LinuxQuestions.org
Share your knowledge at the LQ Wiki.
Go Back   LinuxQuestions.org > Forums > Linux Forums > Linux - Newbie
User Name
Password
Linux - Newbie This Linux forum is for members that are new to Linux.
Just starting out and have a question? If it is not in the man pages or the how-to's this is the place!

Notices


Reply
  Search this Thread
Old 09-24-2012, 07:02 PM   #1
joed@ucsf.edu
LQ Newbie
 
Registered: May 2012
Posts: 5

Rep: Reputation: Disabled
Nagios stopped monitoring 5 VM Linux servers


I have a weird problem in that I suddenly can't monitor 5 of my nagios machines. These 5 client machines are all running RHEL 5, and are virtual machines under VMWare. They all stopped working around the same period. My /var/log/messages simply says "Cannot connect from xxx.xxx.xxx.xxx" (real IP replaced). From my nagios server, I simply get "CHECK_NRPE: Error - Could not complete SSL handshake"

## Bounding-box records
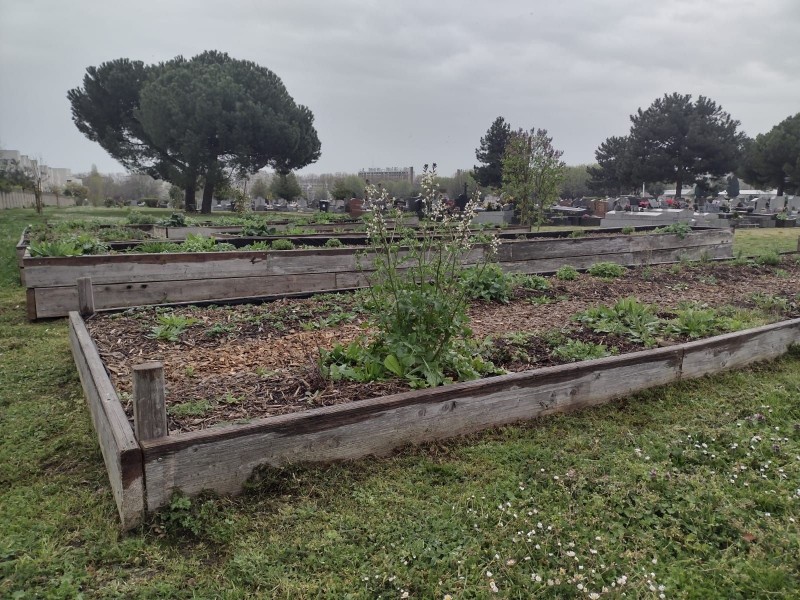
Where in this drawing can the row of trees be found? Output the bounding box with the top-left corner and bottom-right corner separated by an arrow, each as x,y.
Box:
67,51 -> 320,213
588,93 -> 800,197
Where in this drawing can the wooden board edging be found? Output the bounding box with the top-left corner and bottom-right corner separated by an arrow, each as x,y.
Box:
69,312 -> 145,530
24,230 -> 733,320
70,313 -> 800,529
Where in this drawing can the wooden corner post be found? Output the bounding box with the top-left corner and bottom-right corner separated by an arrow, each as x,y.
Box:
77,277 -> 94,317
133,362 -> 168,441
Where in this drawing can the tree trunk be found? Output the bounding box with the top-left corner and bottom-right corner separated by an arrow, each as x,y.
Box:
200,176 -> 215,215
183,188 -> 197,212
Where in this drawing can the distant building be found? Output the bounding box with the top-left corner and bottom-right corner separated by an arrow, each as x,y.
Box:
0,150 -> 75,187
358,167 -> 414,183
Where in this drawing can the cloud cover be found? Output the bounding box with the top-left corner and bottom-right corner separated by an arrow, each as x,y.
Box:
0,0 -> 800,174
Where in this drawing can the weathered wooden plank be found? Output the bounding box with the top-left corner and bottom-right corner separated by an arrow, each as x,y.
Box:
25,248 -> 369,288
133,361 -> 169,440
504,230 -> 733,261
681,319 -> 800,379
75,277 -> 94,317
25,288 -> 37,321
500,245 -> 732,273
142,348 -> 681,510
69,312 -> 144,529
34,273 -> 341,319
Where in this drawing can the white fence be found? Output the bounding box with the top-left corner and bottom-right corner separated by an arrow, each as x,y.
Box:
0,191 -> 75,209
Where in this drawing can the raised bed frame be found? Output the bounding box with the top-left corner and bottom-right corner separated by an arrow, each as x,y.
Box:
69,312 -> 800,529
23,229 -> 733,320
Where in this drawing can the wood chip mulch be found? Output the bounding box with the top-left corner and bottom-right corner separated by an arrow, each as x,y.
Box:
87,257 -> 800,432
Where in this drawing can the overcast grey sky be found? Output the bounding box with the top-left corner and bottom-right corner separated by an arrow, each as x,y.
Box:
0,0 -> 800,175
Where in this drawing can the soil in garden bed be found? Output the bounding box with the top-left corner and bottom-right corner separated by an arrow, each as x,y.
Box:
87,257 -> 800,431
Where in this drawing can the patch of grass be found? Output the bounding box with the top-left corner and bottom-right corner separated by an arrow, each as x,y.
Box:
733,227 -> 800,256
755,250 -> 781,267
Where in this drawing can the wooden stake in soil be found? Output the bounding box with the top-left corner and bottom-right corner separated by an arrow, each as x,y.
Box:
133,362 -> 168,441
76,277 -> 94,317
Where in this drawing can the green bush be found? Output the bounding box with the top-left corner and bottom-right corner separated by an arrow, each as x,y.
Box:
321,167 -> 497,387
586,262 -> 627,279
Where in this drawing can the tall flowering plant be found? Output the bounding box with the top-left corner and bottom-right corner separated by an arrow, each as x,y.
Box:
326,164 -> 498,387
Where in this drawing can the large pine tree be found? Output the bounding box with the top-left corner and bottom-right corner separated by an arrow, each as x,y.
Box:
473,117 -> 511,188
628,93 -> 745,197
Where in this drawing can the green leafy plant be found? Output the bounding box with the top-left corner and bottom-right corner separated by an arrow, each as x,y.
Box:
556,265 -> 578,281
168,398 -> 213,417
180,233 -> 236,252
514,275 -> 550,292
125,210 -> 158,225
666,305 -> 725,339
270,240 -> 294,250
322,165 -> 496,387
154,492 -> 234,544
573,297 -> 662,346
158,213 -> 186,227
241,240 -> 270,250
150,313 -> 197,342
28,240 -> 83,256
461,264 -> 512,303
128,241 -> 181,254
586,262 -> 627,279
241,222 -> 277,237
203,323 -> 236,338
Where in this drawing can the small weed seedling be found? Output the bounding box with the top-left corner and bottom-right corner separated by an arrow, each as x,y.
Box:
150,314 -> 197,342
556,265 -> 578,281
587,262 -> 626,279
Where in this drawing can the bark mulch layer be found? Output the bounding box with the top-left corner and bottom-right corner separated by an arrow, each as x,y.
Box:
87,257 -> 800,432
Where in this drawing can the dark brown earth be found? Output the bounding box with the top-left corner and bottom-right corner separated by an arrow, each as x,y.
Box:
87,257 -> 800,431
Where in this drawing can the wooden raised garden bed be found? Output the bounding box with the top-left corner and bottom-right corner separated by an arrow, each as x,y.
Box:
69,312 -> 800,529
23,230 -> 733,320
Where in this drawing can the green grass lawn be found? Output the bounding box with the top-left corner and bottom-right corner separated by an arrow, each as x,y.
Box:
0,209 -> 800,599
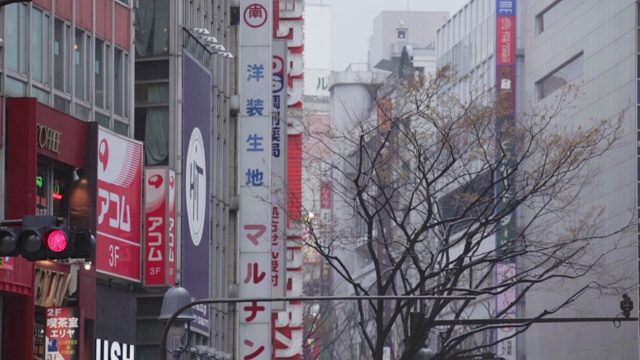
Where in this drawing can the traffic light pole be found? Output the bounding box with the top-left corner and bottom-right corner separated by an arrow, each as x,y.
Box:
160,295 -> 638,360
160,295 -> 475,360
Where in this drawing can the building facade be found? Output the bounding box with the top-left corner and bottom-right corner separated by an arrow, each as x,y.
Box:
436,0 -> 638,359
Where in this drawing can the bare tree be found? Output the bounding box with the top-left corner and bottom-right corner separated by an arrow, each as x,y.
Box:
298,67 -> 633,360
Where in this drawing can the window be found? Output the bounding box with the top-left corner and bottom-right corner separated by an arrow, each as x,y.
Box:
438,171 -> 495,233
135,0 -> 170,58
74,29 -> 91,101
3,4 -> 28,74
29,8 -> 51,85
396,28 -> 408,40
94,39 -> 110,109
36,162 -> 72,218
536,0 -> 578,34
53,19 -> 71,94
536,53 -> 584,99
113,49 -> 127,116
134,59 -> 169,166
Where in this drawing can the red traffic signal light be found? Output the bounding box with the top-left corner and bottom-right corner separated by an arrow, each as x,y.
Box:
18,227 -> 74,261
18,216 -> 75,261
0,215 -> 95,261
44,229 -> 70,253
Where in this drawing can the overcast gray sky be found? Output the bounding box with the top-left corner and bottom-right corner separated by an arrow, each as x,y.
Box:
328,0 -> 470,71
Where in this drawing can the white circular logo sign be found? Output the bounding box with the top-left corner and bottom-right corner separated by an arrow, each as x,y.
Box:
184,128 -> 207,246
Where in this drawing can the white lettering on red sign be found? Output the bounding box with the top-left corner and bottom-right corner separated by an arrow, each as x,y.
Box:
98,189 -> 131,232
147,216 -> 164,261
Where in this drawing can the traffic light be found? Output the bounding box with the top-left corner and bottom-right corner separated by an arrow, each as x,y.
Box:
0,216 -> 95,261
18,216 -> 75,261
0,228 -> 20,257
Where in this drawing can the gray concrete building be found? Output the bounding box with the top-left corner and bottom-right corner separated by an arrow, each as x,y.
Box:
368,11 -> 449,71
436,0 -> 640,359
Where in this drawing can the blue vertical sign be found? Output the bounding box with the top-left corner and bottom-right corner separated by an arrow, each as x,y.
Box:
494,0 -> 517,360
182,52 -> 211,334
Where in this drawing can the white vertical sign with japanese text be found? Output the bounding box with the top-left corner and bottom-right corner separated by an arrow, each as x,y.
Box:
271,40 -> 288,311
238,0 -> 273,360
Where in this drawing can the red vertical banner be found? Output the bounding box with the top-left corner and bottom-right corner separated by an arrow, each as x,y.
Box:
287,134 -> 302,227
45,307 -> 82,360
96,128 -> 142,281
143,167 -> 176,286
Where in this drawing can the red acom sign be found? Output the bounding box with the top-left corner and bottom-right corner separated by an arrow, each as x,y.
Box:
144,167 -> 176,286
96,128 -> 142,281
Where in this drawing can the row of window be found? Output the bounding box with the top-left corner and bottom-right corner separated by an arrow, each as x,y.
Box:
4,4 -> 131,135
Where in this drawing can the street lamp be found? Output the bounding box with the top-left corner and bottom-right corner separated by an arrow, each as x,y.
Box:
158,286 -> 196,359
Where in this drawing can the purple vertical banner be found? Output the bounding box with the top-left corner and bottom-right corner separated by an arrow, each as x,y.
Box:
494,0 -> 518,360
271,40 -> 288,311
182,52 -> 211,334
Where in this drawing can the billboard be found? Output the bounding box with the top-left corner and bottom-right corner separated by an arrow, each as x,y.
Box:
45,307 -> 81,360
143,167 -> 176,286
96,128 -> 142,281
495,0 -> 517,360
182,52 -> 211,334
237,0 -> 272,359
271,40 -> 288,310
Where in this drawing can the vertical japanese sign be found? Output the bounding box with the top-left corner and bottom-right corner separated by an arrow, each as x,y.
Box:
96,128 -> 142,281
182,51 -> 211,334
273,134 -> 304,360
45,307 -> 80,360
143,167 -> 176,286
271,40 -> 288,311
494,0 -> 517,360
238,0 -> 272,360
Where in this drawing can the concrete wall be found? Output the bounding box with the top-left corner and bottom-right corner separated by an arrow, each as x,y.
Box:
518,0 -> 638,360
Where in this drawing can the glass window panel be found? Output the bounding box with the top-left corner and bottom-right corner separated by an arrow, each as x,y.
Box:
5,77 -> 27,97
84,33 -> 93,101
113,120 -> 129,136
31,87 -> 49,105
95,112 -> 109,129
536,0 -> 576,34
36,162 -> 51,215
51,167 -> 72,218
113,49 -> 124,115
135,0 -> 170,58
104,44 -> 111,109
53,19 -> 69,92
30,9 -> 43,82
94,39 -> 105,108
122,53 -> 132,117
538,54 -> 584,99
74,104 -> 91,121
3,4 -> 27,74
53,95 -> 71,114
135,83 -> 169,105
42,14 -> 51,85
73,29 -> 85,100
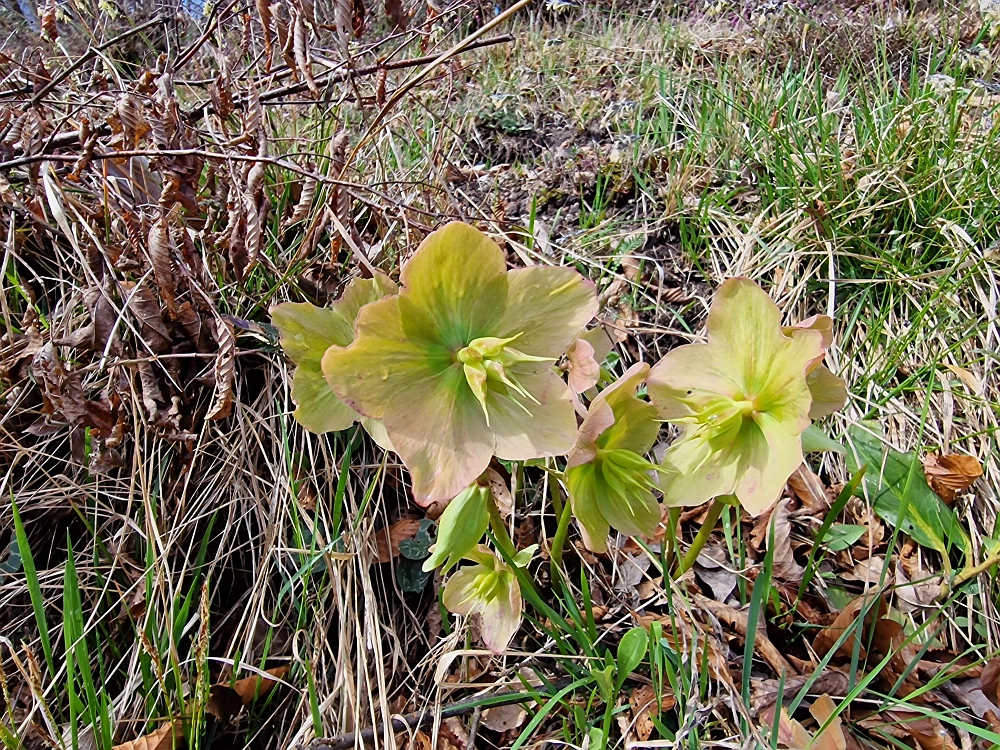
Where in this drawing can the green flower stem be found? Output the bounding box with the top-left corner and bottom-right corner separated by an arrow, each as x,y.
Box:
677,495 -> 736,577
549,501 -> 573,585
486,497 -> 517,560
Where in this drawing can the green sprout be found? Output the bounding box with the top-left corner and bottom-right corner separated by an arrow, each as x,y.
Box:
441,544 -> 538,654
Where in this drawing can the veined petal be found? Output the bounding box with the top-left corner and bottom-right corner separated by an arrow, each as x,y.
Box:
270,302 -> 358,434
660,428 -> 740,507
380,362 -> 493,506
566,401 -> 615,469
486,364 -> 576,461
400,221 -> 508,354
322,296 -> 452,419
493,266 -> 597,357
646,346 -> 740,421
566,338 -> 601,393
566,463 -> 611,552
479,573 -> 521,654
441,565 -> 485,615
598,398 -> 660,456
332,271 -> 399,326
597,464 -> 660,536
292,362 -> 361,435
708,278 -> 823,414
736,414 -> 802,516
806,365 -> 847,419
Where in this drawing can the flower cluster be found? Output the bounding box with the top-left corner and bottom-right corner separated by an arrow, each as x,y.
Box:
271,222 -> 847,652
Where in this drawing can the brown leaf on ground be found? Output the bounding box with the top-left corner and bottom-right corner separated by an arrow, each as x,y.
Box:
979,656 -> 1000,706
385,0 -> 410,31
483,703 -> 528,732
111,721 -> 184,750
788,464 -> 830,516
628,685 -> 677,742
694,594 -> 796,675
375,518 -> 420,563
924,452 -> 983,505
205,665 -> 288,723
882,709 -> 958,750
750,667 -> 850,712
813,596 -> 888,658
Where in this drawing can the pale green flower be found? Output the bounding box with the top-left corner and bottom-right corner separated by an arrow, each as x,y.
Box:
270,274 -> 396,447
566,363 -> 660,552
423,482 -> 493,573
647,278 -> 846,515
322,222 -> 597,505
441,544 -> 538,654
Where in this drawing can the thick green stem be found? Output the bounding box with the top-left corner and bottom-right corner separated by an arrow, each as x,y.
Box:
486,497 -> 517,558
549,500 -> 573,584
677,495 -> 732,577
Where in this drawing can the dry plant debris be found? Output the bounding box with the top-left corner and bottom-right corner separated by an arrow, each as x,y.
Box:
0,0 -> 1000,750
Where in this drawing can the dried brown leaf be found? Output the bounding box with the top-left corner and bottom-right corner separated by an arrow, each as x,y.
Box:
980,656 -> 1000,706
482,703 -> 528,732
121,281 -> 170,354
628,685 -> 677,742
205,318 -> 236,419
385,0 -> 410,31
111,721 -> 184,750
813,595 -> 888,658
148,216 -> 177,316
924,453 -> 983,505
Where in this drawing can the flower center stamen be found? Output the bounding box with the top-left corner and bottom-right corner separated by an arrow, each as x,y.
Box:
455,333 -> 555,426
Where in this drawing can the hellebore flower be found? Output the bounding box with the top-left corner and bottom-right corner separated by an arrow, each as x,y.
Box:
646,278 -> 846,516
423,482 -> 493,573
270,274 -> 396,440
322,222 -> 597,505
441,544 -> 538,654
566,363 -> 661,552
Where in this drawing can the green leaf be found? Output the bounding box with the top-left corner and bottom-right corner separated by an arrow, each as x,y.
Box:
399,518 -> 434,561
826,523 -> 867,552
396,560 -> 431,594
802,424 -> 847,455
616,628 -> 649,689
847,426 -> 969,557
424,484 -> 490,573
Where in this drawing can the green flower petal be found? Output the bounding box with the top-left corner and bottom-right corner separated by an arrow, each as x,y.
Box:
270,302 -> 354,369
566,463 -> 611,552
598,398 -> 660,455
660,426 -> 740,507
400,221 -> 508,354
441,565 -> 485,615
292,361 -> 361,435
646,344 -> 740,420
380,362 -> 494,506
806,365 -> 847,419
423,484 -> 490,572
493,266 -> 597,357
597,476 -> 660,536
479,572 -> 521,654
322,296 -> 450,420
736,414 -> 802,516
708,278 -> 823,432
487,364 -> 576,461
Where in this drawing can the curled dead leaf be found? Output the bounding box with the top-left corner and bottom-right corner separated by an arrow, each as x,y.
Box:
924,452 -> 983,505
111,721 -> 184,750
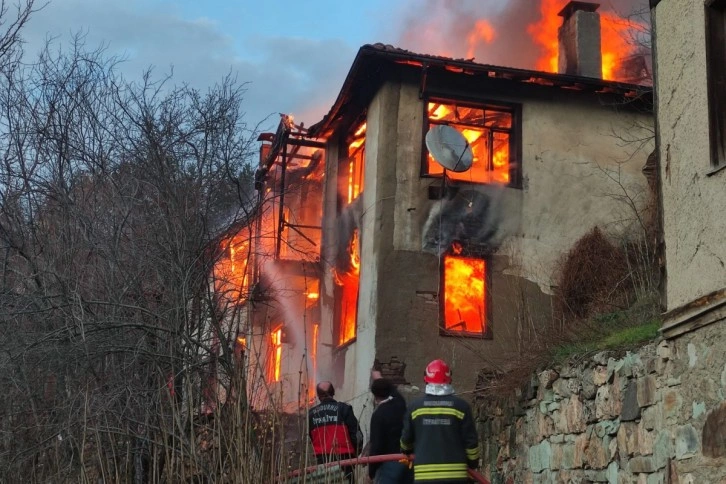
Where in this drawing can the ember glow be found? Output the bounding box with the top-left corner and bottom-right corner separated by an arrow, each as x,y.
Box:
444,255 -> 486,334
214,234 -> 250,303
347,123 -> 366,204
267,326 -> 282,383
335,229 -> 360,346
466,19 -> 495,59
428,102 -> 512,183
527,0 -> 646,80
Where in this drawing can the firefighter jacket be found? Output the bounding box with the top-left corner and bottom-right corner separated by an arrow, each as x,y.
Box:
308,398 -> 363,456
401,395 -> 479,482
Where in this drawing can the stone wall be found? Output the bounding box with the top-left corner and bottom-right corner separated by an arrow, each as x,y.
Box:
479,321 -> 726,484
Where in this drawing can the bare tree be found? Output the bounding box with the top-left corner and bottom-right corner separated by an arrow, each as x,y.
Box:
0,33 -> 278,482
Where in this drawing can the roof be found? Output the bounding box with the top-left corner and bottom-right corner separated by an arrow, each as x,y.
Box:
308,43 -> 652,138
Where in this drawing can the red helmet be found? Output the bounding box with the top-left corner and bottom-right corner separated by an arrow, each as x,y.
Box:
424,360 -> 451,384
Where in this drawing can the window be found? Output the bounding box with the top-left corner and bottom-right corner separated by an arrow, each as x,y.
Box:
441,246 -> 491,338
335,229 -> 360,346
423,100 -> 519,185
344,122 -> 366,205
266,326 -> 282,383
706,0 -> 726,167
334,121 -> 366,347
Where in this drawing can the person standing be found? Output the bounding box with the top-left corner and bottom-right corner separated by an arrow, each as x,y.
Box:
401,360 -> 479,483
308,381 -> 363,482
368,378 -> 412,484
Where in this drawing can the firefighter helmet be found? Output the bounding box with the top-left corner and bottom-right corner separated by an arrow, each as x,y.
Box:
424,360 -> 451,384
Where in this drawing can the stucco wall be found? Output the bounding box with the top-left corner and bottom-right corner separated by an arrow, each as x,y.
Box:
654,0 -> 726,309
323,75 -> 651,432
478,321 -> 726,484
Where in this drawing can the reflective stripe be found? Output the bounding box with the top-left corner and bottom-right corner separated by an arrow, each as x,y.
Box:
416,462 -> 466,472
413,467 -> 468,481
411,407 -> 464,420
466,447 -> 479,460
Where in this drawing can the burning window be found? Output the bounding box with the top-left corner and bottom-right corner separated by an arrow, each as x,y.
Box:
424,100 -> 517,184
706,0 -> 726,166
442,250 -> 489,337
343,122 -> 366,205
335,229 -> 360,346
266,326 -> 282,383
213,234 -> 250,304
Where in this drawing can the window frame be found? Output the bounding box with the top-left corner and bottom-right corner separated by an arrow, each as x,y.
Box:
438,250 -> 494,339
420,95 -> 523,188
704,0 -> 726,174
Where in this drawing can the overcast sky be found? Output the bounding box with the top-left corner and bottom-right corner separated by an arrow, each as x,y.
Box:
24,0 -> 647,130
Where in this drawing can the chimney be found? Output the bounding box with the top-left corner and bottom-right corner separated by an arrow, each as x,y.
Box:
558,1 -> 602,79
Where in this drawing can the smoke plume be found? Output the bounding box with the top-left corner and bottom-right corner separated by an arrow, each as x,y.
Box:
397,0 -> 648,69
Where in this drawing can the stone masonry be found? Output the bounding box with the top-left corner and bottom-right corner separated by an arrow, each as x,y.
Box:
479,321 -> 726,484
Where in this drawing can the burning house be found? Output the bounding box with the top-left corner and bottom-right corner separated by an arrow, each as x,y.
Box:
220,2 -> 653,421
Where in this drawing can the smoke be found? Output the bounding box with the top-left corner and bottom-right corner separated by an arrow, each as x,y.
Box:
422,185 -> 504,256
397,0 -> 648,69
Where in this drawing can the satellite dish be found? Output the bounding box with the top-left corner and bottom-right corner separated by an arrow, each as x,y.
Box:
426,124 -> 474,173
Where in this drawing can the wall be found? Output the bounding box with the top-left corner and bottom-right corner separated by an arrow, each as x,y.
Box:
376,81 -> 652,396
479,321 -> 726,484
654,0 -> 726,309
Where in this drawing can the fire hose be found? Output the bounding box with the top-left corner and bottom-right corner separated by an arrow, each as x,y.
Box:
287,454 -> 490,484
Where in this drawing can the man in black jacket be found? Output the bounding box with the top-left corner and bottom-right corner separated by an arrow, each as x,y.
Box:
368,378 -> 413,484
308,381 -> 363,482
401,360 -> 479,483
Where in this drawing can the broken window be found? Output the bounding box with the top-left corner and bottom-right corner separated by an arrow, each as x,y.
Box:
333,121 -> 366,346
441,253 -> 490,337
266,325 -> 282,383
424,100 -> 518,184
706,0 -> 726,166
344,122 -> 366,205
335,229 -> 360,346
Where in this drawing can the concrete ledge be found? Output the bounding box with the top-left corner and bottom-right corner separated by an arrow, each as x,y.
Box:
660,289 -> 726,339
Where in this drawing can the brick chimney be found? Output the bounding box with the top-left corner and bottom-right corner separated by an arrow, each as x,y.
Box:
557,1 -> 602,79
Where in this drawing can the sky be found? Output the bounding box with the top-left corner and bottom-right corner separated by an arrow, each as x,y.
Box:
23,0 -> 647,131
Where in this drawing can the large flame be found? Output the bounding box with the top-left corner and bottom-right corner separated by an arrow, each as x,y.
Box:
444,255 -> 486,333
527,0 -> 646,80
428,102 -> 512,183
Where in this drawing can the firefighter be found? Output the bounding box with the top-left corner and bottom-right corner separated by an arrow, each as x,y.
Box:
308,381 -> 363,482
401,360 -> 479,483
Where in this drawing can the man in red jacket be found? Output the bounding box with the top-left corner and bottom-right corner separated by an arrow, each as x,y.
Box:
308,381 -> 363,482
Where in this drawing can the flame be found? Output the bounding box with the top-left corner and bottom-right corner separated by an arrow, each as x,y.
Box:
268,326 -> 282,382
527,0 -> 567,72
527,0 -> 646,80
428,102 -> 512,183
444,255 -> 486,333
213,234 -> 250,303
466,19 -> 496,58
308,323 -> 320,400
333,229 -> 360,345
347,122 -> 367,204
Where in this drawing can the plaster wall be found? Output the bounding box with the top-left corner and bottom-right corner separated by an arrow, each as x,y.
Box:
376,82 -> 652,400
393,84 -> 653,293
654,0 -> 726,309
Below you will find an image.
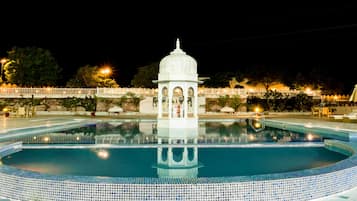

## What is asked
Retype the passage of the Nagios forum post that starts at the words "Go Back   LinuxQuestions.org" and ends after "is the place!".

## Response
Go Back   LinuxQuestions.org > Forums > Linux Forums > Linux - Newbie
User Name
Password
Linux - Newbie This Linux forum is for members that are new to Linux.
Just starting out and have a question? If it is not in the man pages or the how-to's this is the place!